--- Records for this task ---

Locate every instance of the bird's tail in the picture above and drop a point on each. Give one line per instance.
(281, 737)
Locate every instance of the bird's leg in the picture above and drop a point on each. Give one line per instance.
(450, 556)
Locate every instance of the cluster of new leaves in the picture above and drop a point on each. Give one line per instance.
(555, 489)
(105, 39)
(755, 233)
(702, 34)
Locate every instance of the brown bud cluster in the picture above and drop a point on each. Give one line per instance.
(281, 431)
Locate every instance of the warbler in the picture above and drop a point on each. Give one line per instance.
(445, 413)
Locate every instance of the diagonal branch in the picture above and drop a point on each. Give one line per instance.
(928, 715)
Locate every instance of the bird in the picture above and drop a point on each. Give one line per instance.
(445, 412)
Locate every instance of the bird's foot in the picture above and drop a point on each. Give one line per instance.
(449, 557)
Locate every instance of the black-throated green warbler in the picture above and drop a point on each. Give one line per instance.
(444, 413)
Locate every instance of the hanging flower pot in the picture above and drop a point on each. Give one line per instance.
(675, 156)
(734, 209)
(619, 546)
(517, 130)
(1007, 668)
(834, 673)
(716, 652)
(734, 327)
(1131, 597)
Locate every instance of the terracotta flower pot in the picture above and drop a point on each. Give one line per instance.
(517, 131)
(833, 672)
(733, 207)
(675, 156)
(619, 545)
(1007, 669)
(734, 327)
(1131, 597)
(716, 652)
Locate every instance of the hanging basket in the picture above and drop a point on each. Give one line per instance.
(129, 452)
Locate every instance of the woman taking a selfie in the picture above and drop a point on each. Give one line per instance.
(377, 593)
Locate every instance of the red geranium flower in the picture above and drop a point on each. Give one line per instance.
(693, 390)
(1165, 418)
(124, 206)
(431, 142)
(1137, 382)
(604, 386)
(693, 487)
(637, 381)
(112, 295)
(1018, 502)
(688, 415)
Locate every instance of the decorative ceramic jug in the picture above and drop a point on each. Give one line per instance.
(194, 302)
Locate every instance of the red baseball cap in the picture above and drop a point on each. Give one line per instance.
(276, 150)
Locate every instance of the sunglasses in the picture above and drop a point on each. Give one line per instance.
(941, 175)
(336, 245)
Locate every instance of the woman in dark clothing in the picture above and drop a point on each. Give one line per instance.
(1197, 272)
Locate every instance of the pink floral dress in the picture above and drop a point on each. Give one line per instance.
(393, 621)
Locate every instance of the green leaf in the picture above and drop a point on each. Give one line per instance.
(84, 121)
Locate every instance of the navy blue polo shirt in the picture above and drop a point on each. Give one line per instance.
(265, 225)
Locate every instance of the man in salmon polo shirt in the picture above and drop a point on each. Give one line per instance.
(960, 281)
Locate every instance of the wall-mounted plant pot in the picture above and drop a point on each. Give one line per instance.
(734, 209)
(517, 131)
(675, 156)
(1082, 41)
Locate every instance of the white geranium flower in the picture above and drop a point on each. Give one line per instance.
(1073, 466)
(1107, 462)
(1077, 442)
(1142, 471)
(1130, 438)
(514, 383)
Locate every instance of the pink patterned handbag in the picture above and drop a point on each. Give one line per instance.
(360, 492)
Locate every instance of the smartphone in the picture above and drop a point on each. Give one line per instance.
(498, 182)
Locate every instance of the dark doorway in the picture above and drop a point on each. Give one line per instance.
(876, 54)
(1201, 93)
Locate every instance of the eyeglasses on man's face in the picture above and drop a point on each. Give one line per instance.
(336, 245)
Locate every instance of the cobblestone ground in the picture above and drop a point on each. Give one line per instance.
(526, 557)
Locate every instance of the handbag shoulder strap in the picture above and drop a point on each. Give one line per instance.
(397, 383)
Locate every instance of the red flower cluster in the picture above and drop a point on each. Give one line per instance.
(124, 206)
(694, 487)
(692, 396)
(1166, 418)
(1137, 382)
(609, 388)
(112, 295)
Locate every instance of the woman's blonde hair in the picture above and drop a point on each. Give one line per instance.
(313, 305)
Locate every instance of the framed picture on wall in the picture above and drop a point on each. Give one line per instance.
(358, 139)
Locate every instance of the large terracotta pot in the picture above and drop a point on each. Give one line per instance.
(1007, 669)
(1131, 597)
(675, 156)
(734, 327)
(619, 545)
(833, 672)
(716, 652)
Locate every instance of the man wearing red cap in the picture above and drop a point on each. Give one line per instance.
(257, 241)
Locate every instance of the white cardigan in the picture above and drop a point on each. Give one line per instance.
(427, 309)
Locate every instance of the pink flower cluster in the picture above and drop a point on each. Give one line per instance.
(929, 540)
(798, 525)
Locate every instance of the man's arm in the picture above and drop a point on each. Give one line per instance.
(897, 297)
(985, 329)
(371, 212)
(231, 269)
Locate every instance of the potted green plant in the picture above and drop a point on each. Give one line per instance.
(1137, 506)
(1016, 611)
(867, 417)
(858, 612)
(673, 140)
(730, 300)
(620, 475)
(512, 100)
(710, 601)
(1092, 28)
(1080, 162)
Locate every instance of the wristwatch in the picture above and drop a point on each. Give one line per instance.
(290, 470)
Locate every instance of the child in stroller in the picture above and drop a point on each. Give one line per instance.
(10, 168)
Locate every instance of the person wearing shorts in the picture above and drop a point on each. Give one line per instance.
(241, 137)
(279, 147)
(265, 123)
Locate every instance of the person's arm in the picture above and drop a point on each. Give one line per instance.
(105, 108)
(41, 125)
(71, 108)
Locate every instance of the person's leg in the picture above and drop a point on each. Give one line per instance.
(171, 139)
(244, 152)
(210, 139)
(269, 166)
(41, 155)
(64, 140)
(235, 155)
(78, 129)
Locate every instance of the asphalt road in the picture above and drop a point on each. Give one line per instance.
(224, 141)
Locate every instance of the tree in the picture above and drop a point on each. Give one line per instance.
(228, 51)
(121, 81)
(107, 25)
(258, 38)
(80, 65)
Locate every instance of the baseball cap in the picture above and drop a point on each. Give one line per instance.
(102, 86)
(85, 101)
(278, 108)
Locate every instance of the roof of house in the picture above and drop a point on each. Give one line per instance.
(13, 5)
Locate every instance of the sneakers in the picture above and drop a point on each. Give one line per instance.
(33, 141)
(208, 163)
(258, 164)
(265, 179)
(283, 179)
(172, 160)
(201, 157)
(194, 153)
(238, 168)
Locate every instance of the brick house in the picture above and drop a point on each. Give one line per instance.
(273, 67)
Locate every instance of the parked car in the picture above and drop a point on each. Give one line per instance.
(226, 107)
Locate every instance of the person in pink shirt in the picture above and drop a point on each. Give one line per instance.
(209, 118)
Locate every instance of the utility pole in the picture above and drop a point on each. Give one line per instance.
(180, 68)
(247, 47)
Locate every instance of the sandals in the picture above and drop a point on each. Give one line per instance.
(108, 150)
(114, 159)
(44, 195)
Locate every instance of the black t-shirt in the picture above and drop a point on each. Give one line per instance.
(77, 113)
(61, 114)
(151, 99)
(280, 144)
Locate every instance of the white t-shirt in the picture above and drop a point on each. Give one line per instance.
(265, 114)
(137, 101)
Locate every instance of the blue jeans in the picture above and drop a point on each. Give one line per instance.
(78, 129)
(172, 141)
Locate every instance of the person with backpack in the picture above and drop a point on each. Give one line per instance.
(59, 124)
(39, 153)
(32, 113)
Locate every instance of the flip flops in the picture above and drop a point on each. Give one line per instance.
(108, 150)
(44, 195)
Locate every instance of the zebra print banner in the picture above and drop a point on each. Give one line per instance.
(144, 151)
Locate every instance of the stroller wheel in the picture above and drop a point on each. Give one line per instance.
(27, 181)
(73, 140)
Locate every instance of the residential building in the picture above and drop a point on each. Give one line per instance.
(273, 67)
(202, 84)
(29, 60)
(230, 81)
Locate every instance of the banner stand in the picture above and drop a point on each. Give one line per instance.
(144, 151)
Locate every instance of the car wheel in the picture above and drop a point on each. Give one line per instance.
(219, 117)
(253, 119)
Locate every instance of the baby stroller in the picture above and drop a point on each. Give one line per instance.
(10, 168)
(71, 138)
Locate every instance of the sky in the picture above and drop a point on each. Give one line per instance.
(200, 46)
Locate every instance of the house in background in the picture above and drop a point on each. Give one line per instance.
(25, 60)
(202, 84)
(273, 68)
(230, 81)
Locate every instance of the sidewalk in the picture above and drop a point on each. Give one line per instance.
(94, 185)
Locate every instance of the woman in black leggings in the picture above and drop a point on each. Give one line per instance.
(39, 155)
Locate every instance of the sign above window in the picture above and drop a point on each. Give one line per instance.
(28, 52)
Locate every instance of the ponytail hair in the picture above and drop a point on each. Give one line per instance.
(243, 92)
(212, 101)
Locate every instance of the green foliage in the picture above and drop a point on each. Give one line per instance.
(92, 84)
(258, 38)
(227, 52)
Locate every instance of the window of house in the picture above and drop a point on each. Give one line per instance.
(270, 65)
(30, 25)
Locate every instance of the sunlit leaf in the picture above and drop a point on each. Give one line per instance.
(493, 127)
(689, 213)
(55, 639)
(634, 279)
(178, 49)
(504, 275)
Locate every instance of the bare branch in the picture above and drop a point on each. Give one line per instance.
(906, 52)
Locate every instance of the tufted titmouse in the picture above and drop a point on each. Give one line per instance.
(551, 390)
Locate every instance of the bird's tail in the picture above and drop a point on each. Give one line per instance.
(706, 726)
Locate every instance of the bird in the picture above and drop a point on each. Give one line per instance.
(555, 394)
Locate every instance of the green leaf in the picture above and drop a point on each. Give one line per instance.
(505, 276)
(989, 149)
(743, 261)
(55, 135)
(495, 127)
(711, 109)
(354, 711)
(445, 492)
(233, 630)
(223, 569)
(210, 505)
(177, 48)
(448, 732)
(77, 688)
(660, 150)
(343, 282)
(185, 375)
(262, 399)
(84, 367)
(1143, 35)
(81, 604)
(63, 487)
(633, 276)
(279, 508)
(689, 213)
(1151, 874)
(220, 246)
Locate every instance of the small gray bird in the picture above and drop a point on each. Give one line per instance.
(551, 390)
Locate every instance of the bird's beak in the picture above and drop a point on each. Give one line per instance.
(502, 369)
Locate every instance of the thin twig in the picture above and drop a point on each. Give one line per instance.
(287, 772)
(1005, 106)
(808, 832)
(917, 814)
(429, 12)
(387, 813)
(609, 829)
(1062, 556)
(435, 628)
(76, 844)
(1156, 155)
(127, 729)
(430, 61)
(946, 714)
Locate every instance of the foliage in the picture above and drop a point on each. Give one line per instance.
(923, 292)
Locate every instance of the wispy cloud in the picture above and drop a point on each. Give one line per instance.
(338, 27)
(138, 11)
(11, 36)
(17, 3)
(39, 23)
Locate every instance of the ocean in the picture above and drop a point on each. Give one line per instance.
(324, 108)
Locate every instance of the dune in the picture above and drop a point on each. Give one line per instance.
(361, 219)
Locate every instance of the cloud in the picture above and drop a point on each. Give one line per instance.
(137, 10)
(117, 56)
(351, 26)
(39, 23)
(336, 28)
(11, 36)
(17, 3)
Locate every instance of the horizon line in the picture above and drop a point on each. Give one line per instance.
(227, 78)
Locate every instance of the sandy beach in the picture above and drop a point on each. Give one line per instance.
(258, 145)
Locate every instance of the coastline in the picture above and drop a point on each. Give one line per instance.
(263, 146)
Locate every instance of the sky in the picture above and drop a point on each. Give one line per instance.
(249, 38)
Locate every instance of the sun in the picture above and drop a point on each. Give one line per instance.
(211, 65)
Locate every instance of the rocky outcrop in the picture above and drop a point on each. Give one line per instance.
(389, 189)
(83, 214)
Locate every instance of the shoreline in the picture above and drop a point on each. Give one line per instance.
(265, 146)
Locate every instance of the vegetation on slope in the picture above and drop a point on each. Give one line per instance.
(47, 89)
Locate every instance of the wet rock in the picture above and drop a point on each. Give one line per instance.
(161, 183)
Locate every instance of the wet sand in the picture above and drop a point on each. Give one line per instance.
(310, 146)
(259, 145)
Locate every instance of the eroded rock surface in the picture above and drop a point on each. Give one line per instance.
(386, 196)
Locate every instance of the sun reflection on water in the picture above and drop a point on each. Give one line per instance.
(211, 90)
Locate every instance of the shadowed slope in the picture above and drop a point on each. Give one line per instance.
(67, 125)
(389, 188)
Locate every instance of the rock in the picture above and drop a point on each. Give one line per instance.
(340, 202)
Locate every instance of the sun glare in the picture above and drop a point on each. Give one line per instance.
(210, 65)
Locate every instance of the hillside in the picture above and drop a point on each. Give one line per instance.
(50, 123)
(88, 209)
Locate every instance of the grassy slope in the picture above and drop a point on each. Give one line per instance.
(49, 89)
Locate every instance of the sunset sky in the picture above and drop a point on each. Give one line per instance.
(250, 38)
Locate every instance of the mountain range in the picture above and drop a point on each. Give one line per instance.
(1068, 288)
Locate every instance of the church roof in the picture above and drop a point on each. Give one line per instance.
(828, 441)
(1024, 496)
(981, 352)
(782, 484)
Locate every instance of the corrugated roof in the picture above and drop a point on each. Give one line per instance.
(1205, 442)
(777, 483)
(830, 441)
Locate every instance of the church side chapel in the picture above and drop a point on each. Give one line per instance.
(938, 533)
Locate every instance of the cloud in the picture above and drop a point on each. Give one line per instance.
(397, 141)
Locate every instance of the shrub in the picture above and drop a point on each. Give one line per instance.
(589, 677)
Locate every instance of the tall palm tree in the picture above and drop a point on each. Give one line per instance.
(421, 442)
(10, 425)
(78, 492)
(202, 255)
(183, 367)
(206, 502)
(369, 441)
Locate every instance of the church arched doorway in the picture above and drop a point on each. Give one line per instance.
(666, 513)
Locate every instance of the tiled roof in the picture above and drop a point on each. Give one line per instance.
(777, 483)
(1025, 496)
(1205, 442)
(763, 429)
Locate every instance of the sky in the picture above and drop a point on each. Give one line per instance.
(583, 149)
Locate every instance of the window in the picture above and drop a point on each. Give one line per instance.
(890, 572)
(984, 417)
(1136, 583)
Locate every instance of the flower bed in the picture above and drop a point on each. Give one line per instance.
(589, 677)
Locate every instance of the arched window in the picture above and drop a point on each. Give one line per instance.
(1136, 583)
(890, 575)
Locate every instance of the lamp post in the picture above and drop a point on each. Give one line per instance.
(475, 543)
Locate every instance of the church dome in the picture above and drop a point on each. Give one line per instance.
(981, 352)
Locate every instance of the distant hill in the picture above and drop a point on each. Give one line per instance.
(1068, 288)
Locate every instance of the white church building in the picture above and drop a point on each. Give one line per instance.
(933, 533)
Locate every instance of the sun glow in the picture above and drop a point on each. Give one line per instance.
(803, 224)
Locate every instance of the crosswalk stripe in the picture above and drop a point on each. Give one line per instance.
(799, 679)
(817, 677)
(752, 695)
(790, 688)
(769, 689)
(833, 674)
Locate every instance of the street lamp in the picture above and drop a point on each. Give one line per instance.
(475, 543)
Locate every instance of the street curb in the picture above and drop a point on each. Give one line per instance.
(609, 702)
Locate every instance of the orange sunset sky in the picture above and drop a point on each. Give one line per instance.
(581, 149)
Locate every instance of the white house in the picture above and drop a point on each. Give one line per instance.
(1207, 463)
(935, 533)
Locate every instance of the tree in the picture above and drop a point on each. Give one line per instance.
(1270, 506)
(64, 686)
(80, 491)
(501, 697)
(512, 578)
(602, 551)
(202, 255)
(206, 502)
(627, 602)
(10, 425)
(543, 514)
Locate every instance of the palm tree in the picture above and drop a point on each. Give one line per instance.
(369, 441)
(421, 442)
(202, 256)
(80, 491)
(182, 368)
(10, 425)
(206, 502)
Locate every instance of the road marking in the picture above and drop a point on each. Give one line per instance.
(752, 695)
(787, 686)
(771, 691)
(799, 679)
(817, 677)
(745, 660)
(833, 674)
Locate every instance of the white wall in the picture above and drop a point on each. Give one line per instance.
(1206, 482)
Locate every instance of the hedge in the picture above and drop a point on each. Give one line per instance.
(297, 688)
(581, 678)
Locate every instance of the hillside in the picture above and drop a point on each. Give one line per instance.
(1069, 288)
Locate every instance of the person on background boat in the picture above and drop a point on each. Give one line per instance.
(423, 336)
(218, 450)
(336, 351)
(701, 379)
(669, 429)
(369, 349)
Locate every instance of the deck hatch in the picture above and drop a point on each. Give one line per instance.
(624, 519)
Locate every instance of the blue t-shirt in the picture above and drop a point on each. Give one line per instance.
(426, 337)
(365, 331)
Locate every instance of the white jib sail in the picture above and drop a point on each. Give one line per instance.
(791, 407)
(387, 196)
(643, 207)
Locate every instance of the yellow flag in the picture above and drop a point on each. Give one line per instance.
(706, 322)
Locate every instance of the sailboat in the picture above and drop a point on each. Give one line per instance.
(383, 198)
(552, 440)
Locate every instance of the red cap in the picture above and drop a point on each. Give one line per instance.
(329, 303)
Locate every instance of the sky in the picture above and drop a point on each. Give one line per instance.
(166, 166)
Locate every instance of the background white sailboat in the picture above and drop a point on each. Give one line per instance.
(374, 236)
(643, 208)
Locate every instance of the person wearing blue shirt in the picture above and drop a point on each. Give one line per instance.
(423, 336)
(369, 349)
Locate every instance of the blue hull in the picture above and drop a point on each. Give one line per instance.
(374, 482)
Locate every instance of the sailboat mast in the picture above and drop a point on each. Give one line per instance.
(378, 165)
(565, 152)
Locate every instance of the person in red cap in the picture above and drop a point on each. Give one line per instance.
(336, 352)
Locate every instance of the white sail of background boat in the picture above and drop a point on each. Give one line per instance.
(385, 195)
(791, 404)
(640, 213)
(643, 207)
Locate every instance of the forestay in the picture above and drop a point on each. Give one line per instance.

---

- _Directions for this task_: Please retype, exactly as written, every line from the line containing "Locate every instance of the person wearing blue" through the last line of the records above, including both of those lines, and nothing else.

- _Written reply_:
Locate every instance of the person wearing blue shirt in the picture above and drop a point on each. Give one line per instance.
(423, 336)
(369, 349)
Locate every instance of the blue hull in the picture above and drop a point on each. Give one line per instance.
(374, 482)
Locate every instance of the sailboat mast in the picture above and drop a point on each. Give one line per instance.
(378, 165)
(565, 152)
Locate every instance of the person in red cap in the picture above and drop a point on each. Give one line per instance.
(336, 352)
Locate every instance of the white sail of background boat in the picture above and drop a point on each. Give one line per instance.
(385, 195)
(791, 404)
(640, 213)
(643, 207)
Locate every instance of the forestay in the picture above and drop a point on each. Give one line per instance.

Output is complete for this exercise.